Rewrite the material starting at the line that has "[329, 43], one" and ending with the line that has "Query: trimmed shrub", replacing "trimmed" with "clipped" and leaving everything else unchanged.

Location identification entries:
###

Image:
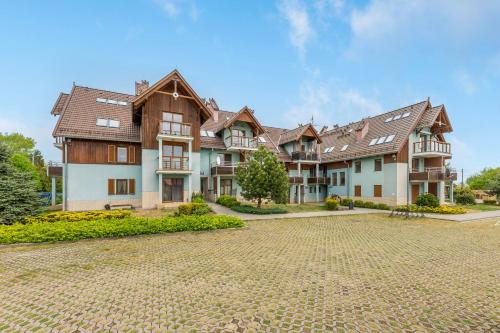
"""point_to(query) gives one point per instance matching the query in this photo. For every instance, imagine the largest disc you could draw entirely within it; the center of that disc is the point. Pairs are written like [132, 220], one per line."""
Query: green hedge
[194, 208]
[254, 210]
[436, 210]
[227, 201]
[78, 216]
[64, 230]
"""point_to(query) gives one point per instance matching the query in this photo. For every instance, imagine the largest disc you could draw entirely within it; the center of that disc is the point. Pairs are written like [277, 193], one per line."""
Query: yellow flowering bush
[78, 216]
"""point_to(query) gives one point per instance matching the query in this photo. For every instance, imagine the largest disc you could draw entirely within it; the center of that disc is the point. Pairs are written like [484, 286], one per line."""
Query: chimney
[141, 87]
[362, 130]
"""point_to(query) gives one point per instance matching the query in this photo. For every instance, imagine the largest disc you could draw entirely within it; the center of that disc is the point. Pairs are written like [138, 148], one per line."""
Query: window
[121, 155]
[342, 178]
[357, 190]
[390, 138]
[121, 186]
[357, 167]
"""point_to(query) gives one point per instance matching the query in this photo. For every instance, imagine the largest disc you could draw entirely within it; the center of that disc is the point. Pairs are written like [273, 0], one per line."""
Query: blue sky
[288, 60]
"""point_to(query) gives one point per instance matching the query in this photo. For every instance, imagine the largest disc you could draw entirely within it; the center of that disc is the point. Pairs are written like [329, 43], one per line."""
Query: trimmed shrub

###

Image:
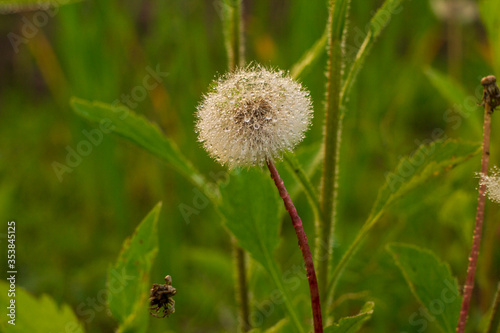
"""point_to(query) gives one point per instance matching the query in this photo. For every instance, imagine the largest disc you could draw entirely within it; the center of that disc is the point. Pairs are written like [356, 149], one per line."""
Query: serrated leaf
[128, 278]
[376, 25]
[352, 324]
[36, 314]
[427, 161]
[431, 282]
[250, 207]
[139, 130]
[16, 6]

###

SOLUTION TO THIS EXERCISE =
"""point_to(query) gives one point per instance matching the query in this photo. For every instance, imagine the largest disc you could draw entirely within it; the center of that disc is the point. Pairs are written like [329, 43], one per line."""
Query: clipped shrub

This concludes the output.